• WORK REQUIRED:
Whenever "neck" occurs in a line of the material, list that line.

• GIVEN DATA:
**********

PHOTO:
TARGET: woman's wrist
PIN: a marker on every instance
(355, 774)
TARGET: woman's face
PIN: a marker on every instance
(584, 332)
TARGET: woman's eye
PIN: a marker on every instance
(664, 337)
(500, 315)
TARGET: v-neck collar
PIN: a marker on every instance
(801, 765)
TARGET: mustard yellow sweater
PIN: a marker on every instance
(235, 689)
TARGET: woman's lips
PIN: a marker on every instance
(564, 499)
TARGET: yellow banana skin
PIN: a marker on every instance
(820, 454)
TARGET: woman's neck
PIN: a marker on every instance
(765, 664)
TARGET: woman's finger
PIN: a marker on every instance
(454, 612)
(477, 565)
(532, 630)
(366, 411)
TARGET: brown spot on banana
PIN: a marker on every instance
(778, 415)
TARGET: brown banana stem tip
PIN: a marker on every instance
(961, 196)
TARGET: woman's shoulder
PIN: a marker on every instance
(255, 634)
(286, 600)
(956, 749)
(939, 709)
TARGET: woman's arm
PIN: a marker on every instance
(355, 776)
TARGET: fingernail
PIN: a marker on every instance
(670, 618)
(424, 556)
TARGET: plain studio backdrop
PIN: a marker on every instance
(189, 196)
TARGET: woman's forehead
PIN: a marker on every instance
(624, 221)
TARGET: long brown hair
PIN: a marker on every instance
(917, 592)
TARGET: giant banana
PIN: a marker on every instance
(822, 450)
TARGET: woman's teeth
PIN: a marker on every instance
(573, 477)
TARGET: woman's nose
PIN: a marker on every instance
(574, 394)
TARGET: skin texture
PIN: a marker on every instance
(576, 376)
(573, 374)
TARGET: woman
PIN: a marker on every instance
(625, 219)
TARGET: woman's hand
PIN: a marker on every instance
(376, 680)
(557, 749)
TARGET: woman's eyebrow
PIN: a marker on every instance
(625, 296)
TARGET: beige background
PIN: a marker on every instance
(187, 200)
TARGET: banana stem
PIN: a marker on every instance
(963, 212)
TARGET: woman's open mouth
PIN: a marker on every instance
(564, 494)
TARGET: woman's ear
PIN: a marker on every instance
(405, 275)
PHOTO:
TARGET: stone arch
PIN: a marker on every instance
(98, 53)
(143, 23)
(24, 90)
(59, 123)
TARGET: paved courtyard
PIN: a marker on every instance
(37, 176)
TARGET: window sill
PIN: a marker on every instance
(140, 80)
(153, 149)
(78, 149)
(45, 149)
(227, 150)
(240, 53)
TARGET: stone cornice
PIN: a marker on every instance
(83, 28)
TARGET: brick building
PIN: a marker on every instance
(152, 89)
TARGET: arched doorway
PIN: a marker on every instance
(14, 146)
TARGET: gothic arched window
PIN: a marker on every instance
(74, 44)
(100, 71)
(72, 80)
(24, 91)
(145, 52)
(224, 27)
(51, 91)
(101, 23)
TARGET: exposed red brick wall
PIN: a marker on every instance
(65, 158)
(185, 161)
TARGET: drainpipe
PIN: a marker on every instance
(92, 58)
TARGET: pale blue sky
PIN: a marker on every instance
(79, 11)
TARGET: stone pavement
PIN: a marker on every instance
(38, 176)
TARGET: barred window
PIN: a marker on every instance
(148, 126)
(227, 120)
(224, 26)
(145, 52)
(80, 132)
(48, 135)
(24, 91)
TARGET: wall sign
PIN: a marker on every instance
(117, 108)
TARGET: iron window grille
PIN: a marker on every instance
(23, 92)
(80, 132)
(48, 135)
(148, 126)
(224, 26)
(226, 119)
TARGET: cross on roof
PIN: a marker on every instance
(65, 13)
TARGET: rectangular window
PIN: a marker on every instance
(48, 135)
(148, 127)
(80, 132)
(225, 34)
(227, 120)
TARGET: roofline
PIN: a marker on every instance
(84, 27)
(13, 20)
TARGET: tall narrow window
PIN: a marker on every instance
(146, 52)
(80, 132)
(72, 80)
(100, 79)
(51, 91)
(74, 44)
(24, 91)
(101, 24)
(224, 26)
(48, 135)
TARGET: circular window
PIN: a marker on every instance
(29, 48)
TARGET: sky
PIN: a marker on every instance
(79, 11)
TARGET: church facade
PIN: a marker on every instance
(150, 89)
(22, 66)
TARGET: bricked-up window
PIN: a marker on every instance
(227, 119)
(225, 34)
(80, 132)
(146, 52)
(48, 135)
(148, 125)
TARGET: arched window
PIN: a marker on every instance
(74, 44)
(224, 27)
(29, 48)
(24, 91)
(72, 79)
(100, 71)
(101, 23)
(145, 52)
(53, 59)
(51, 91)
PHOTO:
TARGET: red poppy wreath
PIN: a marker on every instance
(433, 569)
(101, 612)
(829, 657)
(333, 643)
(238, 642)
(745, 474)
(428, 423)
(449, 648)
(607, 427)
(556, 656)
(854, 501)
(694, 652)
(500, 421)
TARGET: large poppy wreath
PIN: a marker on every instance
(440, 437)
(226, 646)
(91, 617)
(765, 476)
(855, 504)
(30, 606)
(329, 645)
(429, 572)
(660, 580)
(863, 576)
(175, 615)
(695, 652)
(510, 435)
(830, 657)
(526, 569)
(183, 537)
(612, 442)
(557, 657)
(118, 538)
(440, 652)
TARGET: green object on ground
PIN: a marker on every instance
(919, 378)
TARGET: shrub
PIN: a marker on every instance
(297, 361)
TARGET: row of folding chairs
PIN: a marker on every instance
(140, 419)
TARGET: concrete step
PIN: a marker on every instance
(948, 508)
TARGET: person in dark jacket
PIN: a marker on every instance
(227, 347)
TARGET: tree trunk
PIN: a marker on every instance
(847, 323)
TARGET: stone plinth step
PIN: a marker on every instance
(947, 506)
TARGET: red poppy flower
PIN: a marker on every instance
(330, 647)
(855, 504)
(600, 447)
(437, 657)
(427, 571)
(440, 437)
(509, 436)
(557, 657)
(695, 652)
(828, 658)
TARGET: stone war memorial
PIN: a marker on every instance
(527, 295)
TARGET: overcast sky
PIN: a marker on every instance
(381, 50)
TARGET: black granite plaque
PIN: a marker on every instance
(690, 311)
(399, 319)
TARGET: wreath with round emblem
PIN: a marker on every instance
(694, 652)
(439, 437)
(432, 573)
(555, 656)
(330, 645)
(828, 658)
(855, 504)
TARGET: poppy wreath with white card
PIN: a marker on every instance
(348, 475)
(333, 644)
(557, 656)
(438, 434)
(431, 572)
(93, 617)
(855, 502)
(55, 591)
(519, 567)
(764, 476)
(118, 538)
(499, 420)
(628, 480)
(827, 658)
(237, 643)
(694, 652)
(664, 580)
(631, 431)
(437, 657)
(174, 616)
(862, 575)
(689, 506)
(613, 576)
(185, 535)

**********

• COMPLETED EXERCISE:
TARGET: v-neck collar
TARGET: woman's neck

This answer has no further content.